(Coordinate labeling data)
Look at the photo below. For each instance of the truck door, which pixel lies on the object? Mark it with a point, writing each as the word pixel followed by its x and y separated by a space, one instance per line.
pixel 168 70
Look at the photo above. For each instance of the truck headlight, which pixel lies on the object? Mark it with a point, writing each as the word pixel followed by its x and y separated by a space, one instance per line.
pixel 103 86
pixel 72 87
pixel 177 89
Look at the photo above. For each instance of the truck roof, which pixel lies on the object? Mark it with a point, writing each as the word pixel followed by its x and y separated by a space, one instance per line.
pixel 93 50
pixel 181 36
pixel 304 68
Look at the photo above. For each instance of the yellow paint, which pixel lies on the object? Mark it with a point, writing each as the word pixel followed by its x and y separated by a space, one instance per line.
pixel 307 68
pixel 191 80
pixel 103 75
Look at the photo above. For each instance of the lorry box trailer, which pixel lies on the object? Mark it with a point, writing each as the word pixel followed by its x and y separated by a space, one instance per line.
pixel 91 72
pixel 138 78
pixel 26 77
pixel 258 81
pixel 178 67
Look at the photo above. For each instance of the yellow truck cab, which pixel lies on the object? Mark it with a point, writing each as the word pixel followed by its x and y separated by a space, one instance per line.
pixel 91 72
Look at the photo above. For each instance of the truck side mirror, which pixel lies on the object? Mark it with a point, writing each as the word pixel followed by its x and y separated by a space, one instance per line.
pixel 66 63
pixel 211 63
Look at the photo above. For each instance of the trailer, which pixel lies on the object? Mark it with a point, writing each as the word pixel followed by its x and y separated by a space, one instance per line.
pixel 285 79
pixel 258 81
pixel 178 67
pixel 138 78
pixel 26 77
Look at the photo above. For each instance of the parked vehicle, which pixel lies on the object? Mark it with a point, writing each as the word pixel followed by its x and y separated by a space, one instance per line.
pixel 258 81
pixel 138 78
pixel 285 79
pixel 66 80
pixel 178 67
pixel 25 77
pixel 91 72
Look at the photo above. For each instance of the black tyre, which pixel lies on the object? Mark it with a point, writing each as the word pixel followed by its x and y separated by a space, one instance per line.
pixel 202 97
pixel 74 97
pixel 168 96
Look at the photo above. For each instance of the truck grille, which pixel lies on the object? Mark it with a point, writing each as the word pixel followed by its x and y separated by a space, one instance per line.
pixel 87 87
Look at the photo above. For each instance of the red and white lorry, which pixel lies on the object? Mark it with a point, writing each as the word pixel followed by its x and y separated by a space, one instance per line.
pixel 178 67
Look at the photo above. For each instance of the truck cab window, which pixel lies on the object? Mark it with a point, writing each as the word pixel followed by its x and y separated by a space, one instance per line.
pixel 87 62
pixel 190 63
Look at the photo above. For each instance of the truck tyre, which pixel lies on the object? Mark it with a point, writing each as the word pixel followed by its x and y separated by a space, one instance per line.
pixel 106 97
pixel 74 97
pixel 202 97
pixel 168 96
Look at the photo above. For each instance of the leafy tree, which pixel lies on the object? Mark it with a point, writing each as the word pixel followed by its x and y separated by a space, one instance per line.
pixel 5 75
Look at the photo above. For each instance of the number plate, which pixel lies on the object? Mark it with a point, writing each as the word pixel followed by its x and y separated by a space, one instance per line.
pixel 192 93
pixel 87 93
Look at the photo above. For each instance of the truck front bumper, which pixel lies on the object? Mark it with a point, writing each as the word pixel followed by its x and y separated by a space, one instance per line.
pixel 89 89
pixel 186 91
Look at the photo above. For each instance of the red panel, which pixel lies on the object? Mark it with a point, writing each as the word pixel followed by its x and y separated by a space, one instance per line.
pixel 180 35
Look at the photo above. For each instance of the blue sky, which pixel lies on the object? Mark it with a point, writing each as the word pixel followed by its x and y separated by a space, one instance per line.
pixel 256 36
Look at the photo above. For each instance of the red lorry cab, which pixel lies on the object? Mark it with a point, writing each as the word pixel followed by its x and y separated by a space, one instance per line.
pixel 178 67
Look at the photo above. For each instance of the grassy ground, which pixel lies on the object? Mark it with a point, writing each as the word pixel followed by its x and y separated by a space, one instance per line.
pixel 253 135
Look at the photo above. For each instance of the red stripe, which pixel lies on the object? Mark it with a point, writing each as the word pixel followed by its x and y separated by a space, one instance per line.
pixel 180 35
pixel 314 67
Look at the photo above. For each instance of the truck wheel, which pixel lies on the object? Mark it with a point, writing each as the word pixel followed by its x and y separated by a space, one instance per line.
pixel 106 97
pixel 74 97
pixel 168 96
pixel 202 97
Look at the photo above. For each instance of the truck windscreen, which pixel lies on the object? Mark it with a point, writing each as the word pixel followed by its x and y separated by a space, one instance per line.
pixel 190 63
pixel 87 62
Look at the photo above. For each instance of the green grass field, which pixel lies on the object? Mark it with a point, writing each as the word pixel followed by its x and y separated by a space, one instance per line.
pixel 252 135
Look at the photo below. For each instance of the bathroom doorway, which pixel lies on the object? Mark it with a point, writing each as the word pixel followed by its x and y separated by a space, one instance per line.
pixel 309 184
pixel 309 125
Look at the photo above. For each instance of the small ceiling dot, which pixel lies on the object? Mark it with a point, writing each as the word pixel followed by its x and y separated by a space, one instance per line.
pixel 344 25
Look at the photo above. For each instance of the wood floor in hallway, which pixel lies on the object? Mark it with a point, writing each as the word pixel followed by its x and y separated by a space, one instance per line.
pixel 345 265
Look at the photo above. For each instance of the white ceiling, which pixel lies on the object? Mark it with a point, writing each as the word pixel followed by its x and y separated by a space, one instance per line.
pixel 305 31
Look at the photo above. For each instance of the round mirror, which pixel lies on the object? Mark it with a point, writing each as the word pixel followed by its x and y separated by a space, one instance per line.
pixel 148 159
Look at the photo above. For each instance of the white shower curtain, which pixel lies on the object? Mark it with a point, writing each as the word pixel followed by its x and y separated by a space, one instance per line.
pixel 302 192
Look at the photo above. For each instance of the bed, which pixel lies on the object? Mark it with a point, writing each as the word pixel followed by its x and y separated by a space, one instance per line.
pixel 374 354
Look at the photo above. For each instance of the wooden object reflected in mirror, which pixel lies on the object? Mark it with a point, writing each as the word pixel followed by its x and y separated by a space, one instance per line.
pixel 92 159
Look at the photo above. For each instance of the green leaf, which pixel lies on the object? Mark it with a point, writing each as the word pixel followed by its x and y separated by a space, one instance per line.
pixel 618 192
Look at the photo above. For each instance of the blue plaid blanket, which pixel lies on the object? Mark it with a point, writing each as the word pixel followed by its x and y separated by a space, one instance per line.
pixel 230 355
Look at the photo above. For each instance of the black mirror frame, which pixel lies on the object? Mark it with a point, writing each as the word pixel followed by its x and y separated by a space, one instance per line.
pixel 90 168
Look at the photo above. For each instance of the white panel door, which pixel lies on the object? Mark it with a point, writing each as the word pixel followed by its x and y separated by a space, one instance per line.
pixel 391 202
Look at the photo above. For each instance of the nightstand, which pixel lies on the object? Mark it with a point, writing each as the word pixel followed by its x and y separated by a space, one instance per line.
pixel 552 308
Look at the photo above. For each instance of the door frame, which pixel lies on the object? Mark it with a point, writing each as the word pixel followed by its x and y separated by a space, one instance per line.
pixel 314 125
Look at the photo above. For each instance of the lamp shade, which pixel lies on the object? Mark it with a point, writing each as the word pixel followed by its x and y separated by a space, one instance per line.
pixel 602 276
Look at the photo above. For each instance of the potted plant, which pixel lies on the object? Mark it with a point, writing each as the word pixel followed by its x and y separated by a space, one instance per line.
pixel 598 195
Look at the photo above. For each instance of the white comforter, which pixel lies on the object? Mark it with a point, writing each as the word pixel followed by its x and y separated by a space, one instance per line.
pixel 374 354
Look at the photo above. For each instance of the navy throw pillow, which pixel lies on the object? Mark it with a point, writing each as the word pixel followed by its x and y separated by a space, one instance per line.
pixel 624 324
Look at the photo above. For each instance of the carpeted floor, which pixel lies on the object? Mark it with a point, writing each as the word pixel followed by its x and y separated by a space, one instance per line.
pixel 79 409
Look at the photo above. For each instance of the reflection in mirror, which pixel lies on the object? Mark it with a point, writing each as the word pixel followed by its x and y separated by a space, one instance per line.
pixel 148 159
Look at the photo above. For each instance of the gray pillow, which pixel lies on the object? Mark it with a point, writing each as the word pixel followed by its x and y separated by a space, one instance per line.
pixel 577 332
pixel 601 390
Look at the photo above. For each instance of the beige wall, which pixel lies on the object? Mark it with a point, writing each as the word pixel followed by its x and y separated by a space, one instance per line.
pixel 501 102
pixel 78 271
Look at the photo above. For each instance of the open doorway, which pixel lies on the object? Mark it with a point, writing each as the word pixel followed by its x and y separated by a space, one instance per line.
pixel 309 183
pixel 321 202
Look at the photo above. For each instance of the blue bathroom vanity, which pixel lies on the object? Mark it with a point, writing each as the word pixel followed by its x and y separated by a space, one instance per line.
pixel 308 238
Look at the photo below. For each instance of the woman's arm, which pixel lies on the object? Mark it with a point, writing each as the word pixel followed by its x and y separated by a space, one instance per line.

The problem :: Reproduce the records above verbatim, starting at their first line and ending with the line that contains "pixel 168 70", including both of those lines.

Task result ::
Look at the photo below. For each instance of the truck door, which pixel lies on the object? Mark it with a point, writing each as the word pixel followed by its x and y separated by a space, one instance per line.
pixel 168 70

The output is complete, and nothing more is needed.